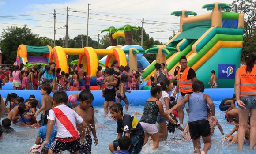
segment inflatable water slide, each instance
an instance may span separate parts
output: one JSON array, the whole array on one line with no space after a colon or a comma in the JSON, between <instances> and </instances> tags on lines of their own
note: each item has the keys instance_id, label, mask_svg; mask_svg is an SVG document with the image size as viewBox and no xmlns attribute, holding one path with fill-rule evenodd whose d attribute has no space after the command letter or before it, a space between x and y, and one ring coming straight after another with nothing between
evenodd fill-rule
+---+
**Aim of the exercise**
In the stretch from the start of the lines through the line containing "output: one JSON", swap "separate" for "disconnected" and leave everything else unchanged. Return only that stretch, and omit the pictures.

**Final result**
segment inflatable water slide, each instance
an instance may span disconnected parts
output: one JSON array, the whole array on one line with no space after a colon or a comma in the JSON, between <instances> and </instances> tags on lines of their own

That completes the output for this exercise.